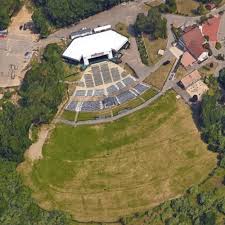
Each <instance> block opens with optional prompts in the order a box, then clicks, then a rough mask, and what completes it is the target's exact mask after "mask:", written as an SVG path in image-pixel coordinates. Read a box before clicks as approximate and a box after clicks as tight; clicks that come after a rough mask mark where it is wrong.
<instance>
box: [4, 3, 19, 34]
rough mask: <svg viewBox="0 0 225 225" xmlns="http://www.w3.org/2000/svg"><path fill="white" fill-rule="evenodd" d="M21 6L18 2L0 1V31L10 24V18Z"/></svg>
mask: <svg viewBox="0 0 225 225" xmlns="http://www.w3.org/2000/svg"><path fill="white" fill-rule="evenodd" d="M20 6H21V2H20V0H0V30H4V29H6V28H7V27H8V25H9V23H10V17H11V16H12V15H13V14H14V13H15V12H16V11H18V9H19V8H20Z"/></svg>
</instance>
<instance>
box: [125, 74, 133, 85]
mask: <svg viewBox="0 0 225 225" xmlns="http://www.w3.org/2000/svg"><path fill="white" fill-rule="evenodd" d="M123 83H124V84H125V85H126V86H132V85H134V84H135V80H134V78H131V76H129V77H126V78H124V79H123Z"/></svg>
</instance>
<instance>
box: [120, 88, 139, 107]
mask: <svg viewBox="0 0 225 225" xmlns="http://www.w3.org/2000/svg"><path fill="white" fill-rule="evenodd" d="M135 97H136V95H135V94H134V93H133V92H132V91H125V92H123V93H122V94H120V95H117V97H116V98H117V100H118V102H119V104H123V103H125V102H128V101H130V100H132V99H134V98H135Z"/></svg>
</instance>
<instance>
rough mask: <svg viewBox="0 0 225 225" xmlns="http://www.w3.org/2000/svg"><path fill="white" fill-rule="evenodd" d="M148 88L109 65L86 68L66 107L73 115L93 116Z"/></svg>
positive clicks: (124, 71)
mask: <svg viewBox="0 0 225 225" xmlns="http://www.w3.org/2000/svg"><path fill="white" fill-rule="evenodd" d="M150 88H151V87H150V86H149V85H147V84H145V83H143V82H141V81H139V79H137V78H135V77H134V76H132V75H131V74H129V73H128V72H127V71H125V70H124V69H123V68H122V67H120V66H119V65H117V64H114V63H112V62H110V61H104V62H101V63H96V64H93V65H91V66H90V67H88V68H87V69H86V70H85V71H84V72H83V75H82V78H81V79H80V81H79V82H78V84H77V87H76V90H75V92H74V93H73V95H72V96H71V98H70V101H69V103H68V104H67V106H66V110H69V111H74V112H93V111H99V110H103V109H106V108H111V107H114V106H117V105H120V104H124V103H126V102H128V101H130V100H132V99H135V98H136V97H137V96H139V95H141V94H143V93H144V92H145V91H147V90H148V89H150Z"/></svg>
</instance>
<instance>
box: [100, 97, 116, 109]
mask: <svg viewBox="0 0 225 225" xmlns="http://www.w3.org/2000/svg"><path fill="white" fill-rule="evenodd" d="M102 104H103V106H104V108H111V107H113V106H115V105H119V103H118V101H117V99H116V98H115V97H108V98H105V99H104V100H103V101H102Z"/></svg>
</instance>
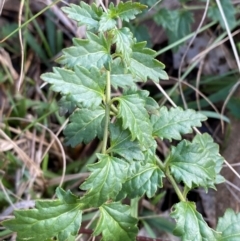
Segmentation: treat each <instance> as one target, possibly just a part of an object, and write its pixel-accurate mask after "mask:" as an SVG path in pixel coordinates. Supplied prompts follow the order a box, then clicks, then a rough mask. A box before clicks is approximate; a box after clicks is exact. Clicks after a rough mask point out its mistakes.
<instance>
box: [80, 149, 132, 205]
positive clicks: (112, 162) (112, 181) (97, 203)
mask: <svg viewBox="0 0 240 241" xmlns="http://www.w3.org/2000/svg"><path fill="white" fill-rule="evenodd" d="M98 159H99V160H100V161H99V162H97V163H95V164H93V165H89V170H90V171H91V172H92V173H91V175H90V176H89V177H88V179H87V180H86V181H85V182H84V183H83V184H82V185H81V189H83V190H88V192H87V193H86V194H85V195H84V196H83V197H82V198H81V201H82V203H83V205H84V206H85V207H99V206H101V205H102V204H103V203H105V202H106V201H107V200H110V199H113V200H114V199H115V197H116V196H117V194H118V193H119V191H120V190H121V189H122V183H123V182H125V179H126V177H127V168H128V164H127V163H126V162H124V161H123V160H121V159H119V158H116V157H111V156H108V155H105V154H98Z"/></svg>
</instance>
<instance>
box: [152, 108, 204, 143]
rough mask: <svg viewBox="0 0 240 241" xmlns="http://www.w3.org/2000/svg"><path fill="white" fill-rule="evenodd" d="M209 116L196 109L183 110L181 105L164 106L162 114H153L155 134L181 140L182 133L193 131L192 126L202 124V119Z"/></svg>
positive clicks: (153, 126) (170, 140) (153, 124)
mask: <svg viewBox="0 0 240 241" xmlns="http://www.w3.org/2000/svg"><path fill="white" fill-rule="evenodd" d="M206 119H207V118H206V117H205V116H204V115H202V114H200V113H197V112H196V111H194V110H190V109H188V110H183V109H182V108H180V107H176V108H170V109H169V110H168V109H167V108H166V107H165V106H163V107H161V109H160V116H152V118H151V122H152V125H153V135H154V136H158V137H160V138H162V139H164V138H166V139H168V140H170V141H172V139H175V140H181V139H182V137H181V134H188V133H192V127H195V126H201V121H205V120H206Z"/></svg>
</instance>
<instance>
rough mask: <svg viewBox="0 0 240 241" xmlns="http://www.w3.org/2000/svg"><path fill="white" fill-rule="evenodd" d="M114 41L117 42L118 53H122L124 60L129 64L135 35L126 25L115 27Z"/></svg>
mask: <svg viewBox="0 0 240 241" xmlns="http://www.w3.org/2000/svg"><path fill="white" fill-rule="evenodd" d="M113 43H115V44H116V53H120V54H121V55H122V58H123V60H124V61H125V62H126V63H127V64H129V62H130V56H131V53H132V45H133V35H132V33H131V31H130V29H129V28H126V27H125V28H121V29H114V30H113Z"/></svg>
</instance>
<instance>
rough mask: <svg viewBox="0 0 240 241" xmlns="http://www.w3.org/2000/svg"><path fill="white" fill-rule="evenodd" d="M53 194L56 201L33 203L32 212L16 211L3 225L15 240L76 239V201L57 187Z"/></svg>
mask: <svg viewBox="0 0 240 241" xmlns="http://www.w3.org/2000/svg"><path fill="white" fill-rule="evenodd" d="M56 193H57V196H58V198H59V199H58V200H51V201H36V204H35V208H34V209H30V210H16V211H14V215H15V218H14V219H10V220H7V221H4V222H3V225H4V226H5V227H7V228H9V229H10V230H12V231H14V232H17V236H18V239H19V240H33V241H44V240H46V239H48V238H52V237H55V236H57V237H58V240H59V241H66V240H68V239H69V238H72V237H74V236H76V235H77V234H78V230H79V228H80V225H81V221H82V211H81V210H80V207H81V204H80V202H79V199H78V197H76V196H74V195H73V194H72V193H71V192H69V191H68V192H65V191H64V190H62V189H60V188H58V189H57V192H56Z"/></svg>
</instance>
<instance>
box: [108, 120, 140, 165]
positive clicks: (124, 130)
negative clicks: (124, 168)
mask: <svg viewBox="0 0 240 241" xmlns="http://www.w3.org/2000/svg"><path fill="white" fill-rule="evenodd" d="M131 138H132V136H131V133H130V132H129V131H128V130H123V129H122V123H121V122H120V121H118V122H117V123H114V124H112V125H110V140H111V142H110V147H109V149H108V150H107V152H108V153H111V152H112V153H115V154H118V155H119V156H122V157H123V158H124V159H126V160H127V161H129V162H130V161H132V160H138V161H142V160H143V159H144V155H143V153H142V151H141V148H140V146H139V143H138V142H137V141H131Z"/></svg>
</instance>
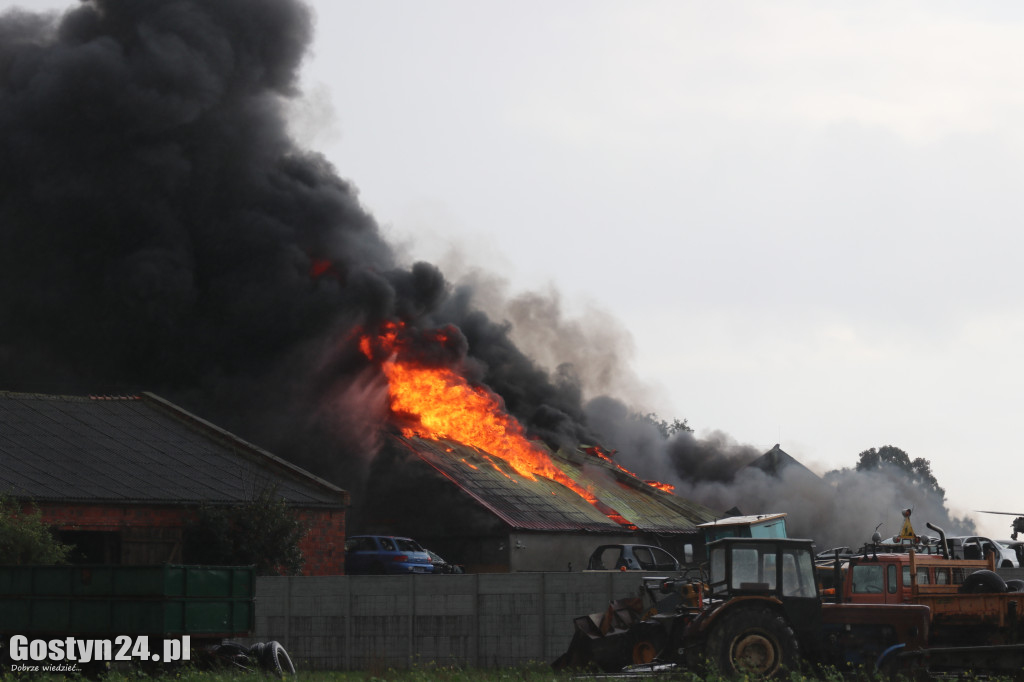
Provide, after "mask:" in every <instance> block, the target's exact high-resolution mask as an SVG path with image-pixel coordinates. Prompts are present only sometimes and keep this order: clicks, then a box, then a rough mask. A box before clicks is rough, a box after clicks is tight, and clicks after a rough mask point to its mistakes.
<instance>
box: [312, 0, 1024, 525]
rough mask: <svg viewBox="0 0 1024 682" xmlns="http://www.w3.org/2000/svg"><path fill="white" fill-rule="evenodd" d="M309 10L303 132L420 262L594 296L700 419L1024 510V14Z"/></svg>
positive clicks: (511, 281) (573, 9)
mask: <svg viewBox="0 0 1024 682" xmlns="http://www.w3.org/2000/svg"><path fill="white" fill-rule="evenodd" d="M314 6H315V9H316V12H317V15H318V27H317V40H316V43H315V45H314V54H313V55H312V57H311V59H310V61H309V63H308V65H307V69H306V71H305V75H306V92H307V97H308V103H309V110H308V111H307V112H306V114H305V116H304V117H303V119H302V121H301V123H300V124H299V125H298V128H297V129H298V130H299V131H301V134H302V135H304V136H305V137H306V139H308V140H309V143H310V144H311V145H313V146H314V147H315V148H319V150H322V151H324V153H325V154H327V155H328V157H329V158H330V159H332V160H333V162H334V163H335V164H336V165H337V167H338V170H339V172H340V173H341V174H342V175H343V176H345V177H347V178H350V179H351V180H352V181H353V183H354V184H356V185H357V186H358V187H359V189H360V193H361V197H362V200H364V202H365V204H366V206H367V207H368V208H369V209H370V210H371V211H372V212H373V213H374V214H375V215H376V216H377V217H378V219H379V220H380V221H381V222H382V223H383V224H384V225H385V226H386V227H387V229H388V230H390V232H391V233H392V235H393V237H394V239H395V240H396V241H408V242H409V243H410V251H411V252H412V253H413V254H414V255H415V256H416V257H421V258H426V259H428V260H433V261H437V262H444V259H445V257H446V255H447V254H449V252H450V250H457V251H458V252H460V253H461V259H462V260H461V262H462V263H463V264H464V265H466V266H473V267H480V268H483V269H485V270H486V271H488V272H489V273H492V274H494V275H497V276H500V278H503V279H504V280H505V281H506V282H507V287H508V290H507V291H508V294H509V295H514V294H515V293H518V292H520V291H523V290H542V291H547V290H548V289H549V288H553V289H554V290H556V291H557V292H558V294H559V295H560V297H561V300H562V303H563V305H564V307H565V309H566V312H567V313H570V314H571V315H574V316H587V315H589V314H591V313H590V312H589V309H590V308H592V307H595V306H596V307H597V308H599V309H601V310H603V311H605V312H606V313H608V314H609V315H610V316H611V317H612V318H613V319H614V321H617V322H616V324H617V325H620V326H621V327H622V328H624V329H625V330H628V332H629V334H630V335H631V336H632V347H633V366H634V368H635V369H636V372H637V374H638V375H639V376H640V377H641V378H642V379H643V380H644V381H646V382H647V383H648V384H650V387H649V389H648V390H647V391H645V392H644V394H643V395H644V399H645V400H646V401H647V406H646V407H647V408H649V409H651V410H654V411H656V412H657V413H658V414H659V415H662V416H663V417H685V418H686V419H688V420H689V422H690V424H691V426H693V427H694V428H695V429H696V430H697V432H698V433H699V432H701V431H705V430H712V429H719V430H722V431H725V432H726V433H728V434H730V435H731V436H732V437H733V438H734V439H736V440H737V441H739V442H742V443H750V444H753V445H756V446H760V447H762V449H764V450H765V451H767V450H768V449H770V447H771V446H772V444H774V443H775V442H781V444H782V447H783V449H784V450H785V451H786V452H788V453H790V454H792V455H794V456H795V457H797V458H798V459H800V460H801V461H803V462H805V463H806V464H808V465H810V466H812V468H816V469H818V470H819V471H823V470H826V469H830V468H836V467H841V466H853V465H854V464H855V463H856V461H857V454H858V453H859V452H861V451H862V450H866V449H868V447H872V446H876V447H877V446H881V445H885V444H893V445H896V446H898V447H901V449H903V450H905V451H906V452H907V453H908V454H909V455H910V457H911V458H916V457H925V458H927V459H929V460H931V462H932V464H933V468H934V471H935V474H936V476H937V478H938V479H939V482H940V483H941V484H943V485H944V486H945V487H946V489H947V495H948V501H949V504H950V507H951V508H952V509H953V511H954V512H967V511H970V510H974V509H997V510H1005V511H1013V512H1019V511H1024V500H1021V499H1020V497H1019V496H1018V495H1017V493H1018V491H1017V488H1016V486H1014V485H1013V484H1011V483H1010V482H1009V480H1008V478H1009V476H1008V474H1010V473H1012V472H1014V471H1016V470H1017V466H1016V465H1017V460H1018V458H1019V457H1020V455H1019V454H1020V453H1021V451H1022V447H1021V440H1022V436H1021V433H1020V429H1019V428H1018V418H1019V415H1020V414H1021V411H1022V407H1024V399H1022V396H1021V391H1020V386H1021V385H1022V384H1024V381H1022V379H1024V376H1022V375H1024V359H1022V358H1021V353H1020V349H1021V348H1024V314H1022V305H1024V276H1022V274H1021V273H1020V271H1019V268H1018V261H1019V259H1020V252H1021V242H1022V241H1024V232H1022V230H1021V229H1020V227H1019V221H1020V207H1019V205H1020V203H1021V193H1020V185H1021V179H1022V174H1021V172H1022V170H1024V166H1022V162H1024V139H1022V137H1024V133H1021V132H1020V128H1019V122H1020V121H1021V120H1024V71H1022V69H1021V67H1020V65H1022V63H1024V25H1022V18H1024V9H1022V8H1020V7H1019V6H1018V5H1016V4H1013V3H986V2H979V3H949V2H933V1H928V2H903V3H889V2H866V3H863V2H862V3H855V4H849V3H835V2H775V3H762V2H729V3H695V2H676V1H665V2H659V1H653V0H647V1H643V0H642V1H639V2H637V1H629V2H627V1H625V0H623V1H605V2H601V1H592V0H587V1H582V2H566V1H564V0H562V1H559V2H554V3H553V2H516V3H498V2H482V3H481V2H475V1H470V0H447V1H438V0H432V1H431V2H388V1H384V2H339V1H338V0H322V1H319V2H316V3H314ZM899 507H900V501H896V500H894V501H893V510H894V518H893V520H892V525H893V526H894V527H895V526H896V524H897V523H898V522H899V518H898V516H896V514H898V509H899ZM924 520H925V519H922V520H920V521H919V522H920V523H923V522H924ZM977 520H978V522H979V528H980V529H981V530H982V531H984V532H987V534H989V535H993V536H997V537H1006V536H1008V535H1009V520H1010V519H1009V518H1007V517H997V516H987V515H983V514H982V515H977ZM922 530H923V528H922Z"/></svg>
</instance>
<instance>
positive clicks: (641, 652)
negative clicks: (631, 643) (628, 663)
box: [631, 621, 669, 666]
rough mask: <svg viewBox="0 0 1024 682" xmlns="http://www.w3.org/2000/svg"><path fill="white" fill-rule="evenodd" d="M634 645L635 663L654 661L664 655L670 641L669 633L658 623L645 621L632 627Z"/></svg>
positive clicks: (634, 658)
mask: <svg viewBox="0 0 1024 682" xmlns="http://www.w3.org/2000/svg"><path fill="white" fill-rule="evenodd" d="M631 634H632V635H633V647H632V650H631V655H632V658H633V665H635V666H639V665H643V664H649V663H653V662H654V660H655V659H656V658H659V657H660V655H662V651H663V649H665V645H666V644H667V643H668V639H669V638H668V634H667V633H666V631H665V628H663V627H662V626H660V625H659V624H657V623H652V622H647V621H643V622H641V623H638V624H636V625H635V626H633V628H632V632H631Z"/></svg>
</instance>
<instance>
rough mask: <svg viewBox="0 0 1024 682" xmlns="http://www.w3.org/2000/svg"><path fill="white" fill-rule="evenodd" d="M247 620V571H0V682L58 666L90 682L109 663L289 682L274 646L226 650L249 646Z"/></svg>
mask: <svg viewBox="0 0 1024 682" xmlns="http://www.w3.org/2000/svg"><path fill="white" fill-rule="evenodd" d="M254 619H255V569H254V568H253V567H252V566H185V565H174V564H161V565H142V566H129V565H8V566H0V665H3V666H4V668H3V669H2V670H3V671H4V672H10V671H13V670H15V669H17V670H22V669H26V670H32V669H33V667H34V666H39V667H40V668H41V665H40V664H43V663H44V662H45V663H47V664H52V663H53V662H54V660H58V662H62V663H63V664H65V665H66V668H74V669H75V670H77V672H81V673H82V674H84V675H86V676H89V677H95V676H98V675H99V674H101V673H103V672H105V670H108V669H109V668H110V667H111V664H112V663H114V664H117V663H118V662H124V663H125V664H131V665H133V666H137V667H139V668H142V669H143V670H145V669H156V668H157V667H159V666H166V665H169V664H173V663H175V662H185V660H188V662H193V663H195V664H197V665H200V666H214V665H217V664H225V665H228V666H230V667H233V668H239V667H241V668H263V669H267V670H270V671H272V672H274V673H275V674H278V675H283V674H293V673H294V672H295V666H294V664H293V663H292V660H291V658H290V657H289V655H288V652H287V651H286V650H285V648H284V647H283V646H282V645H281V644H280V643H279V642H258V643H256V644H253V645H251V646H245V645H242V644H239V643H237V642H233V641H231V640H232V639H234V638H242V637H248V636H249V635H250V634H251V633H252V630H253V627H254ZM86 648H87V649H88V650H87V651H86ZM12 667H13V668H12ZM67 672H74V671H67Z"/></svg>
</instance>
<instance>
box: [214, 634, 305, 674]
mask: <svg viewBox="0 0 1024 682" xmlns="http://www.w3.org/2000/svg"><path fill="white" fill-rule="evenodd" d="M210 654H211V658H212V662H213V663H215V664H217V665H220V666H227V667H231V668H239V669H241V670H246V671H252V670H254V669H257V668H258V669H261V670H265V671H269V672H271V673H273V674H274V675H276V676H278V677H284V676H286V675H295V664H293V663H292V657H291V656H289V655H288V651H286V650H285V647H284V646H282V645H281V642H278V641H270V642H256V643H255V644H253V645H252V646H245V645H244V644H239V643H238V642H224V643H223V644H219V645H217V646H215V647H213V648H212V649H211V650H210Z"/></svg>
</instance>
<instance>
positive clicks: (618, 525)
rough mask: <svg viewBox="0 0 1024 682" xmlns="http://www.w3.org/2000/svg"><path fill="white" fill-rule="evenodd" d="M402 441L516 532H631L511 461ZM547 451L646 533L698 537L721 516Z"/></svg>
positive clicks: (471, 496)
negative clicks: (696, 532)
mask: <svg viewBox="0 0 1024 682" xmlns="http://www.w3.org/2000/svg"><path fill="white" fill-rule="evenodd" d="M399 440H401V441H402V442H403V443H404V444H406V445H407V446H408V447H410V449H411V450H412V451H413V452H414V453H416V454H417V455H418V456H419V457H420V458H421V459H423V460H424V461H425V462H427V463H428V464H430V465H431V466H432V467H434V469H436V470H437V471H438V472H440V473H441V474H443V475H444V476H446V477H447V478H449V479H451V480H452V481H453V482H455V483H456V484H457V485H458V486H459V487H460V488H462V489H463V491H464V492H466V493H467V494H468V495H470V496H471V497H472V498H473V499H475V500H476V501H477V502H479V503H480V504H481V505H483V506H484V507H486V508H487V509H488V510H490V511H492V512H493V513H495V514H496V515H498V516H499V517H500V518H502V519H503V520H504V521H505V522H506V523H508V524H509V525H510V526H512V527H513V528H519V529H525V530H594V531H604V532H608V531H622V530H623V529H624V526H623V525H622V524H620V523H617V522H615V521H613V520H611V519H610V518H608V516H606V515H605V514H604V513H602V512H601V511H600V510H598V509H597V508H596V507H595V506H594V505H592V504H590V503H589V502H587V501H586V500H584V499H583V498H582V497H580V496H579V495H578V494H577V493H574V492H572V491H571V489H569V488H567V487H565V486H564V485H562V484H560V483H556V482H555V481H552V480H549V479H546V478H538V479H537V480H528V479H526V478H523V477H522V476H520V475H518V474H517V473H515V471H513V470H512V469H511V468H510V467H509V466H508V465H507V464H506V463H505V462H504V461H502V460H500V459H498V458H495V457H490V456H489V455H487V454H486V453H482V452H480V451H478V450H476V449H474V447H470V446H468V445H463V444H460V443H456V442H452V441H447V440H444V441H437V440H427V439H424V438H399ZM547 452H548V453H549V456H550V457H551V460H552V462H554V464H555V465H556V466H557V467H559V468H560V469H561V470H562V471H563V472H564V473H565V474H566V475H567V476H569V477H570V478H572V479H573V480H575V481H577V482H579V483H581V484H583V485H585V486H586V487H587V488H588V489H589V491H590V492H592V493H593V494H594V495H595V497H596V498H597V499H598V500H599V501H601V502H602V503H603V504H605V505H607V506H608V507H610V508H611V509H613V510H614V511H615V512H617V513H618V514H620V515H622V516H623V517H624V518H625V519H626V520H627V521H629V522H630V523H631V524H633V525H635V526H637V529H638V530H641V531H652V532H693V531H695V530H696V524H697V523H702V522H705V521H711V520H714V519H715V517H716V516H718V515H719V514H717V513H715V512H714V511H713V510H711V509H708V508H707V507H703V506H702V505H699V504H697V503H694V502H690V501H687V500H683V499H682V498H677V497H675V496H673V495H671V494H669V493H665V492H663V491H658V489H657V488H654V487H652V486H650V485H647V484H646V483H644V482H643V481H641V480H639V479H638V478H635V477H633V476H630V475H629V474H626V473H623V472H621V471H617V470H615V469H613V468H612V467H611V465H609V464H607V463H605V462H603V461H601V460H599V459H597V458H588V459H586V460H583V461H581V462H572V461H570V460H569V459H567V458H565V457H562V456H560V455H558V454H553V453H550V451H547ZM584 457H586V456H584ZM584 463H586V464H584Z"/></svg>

▶ EXERCISE AIM:
Render the listing above as a JSON list of strings, one string per line, starting at its first line and ending at the line that contains "box: [4, 3, 19, 34]". Leave out blank lines and the pictures.

▶ WRITTEN REPLY:
[
  "Each <instance> block opens with optional prompts in the order a box, then clicks, then a rough mask, and what completes it is the target's exact mask after \"mask:\", written as an SVG path in image-pixel coordinates. Read a box before clicks as approximate and a box after clicks as tight; clicks that come after a rough mask mark where it is wrong.",
  "<instance>",
  "box: [4, 3, 19, 34]"
]